TASK DIRECTIONS: Please arrange the records, from the line containing "TARGET: window with white curtain" through the end of the records, as a Markdown table with a Row column holding a row number and a Line column holding the line, leaving out blank lines.
::: DATASET RECORDS
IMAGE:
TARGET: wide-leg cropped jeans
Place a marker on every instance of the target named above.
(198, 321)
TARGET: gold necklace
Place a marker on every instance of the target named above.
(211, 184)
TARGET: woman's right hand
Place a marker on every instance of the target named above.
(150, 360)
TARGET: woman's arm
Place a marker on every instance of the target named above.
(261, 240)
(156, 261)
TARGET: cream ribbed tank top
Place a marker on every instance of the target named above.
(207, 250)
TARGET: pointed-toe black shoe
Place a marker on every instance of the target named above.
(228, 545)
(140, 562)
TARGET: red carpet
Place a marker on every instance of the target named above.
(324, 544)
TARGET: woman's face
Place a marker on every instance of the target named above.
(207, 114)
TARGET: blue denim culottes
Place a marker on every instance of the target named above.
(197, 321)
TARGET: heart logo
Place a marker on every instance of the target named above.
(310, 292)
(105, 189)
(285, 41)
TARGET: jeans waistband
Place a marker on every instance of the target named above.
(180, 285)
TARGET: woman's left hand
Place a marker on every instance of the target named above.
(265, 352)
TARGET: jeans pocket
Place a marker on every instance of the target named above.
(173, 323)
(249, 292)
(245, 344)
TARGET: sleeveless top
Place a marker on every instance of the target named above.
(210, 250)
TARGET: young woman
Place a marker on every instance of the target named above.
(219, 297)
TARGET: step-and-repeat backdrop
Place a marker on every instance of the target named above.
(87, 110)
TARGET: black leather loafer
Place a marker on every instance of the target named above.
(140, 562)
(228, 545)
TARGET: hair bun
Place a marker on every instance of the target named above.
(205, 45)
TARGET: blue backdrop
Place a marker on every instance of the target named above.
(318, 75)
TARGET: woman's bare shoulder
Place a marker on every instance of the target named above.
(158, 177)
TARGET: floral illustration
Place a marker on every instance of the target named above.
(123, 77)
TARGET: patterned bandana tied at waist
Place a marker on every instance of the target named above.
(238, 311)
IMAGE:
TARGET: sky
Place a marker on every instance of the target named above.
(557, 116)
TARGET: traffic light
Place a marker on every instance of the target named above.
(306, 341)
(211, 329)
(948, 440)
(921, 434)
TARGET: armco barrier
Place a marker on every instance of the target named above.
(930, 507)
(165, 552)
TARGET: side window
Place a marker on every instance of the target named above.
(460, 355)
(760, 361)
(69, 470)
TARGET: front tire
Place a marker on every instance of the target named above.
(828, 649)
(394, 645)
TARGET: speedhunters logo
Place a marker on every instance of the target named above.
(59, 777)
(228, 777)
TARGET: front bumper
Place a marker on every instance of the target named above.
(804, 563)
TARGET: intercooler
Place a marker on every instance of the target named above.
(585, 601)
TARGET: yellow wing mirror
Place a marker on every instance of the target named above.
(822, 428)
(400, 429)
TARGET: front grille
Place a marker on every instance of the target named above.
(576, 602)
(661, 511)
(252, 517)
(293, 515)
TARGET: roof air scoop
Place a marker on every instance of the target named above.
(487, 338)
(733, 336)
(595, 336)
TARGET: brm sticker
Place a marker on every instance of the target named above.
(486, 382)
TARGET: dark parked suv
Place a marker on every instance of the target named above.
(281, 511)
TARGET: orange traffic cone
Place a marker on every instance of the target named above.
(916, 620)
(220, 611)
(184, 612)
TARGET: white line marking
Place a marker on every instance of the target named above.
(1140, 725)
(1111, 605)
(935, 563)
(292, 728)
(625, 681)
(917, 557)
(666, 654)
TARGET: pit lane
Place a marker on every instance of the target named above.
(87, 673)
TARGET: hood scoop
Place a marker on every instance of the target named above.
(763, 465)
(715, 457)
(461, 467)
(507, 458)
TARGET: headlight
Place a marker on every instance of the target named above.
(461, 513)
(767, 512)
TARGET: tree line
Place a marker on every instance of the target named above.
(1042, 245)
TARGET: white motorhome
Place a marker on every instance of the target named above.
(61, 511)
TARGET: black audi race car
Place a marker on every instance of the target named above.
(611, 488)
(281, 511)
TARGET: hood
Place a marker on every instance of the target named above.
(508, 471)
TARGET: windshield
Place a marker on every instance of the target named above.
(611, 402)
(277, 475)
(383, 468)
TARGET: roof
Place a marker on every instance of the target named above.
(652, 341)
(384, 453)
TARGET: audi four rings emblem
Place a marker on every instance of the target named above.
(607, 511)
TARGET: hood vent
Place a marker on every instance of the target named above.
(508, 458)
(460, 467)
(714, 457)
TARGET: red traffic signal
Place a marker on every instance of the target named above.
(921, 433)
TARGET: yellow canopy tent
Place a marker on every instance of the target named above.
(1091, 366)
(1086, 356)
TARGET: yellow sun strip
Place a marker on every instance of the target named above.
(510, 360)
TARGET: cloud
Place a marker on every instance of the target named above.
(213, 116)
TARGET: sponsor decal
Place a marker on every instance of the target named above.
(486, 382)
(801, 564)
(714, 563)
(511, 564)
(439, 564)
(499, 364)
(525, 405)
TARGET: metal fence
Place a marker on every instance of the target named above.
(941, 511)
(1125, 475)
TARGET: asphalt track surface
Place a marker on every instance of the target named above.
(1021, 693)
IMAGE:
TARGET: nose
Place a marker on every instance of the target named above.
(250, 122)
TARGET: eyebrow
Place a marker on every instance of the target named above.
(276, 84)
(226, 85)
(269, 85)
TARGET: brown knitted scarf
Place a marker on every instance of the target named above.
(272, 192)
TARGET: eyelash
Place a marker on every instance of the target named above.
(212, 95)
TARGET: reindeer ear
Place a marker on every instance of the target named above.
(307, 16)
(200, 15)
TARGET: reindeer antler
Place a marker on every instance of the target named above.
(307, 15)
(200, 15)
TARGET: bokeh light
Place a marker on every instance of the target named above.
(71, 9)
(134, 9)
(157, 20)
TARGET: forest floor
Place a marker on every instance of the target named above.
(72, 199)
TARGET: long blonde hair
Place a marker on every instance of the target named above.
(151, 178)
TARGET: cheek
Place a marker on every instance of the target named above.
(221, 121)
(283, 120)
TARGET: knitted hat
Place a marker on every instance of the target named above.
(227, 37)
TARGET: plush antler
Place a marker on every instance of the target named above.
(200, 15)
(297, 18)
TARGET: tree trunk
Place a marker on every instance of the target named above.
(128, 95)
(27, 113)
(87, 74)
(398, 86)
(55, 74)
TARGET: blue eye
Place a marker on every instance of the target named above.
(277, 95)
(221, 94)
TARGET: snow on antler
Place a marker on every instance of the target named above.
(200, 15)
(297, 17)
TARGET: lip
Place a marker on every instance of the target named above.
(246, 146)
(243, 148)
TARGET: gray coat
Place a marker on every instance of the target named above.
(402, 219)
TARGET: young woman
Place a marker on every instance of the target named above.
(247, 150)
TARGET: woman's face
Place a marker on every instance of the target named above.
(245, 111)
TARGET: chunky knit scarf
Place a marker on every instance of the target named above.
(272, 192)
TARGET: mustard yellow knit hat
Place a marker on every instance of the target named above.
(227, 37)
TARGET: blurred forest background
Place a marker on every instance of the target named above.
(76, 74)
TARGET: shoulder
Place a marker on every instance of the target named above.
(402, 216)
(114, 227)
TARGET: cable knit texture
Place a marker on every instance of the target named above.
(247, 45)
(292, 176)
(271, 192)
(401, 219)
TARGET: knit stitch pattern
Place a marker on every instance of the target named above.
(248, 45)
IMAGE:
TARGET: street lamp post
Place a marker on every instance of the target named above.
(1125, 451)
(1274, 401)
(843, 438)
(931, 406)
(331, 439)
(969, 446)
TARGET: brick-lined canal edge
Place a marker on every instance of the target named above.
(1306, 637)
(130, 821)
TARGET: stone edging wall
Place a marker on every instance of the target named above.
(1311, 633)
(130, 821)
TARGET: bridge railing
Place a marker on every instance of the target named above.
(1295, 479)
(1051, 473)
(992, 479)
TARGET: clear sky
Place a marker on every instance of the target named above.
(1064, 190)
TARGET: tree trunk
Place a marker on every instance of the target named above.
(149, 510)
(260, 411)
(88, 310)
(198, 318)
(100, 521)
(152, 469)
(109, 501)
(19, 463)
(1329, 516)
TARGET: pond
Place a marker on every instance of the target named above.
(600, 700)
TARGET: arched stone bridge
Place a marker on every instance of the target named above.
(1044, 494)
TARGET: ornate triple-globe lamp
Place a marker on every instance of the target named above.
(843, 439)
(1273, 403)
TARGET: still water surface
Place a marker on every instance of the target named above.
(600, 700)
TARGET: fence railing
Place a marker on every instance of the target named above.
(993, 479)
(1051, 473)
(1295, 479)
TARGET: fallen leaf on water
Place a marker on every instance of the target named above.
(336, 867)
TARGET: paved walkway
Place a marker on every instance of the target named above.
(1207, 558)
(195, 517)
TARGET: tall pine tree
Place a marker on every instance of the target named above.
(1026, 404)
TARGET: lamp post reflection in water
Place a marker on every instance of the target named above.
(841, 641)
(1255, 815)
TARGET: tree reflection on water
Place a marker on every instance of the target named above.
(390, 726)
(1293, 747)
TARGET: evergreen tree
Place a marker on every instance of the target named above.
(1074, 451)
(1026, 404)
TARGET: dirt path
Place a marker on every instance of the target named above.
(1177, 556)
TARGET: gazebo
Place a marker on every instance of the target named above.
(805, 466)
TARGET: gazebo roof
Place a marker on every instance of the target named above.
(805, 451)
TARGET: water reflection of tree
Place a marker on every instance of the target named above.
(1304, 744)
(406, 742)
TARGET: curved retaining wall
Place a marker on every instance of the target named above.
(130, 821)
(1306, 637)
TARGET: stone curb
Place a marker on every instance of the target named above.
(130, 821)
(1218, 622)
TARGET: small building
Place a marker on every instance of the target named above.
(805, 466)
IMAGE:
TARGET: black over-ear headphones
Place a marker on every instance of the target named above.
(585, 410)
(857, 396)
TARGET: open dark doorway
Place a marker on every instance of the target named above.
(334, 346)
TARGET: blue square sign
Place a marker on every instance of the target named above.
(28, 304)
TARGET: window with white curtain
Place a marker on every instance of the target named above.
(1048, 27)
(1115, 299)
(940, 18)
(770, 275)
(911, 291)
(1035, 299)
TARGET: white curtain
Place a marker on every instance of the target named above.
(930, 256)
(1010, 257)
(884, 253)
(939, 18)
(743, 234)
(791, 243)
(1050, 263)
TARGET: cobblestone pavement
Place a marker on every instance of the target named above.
::::::
ANSWER TO THE PROBLEM:
| Row | Line |
|---|---|
| 1 | TARGET: window with white curtain |
| 2 | Place a marker on every instance of the target named above. |
| 3 | (1048, 27) |
| 4 | (1115, 299) |
| 5 | (940, 18) |
| 6 | (770, 275) |
| 7 | (911, 291) |
| 8 | (1035, 299) |
| 9 | TARGET: white curtain |
| 10 | Place a marker on every instance of the target named above. |
| 11 | (930, 256) |
| 12 | (1010, 257) |
| 13 | (884, 253) |
| 14 | (939, 18) |
| 15 | (743, 234) |
| 16 | (791, 243) |
| 17 | (1050, 263) |
| 18 | TARGET: cobblestone pavement |
| 19 | Place a marker on every instance of the target named above. |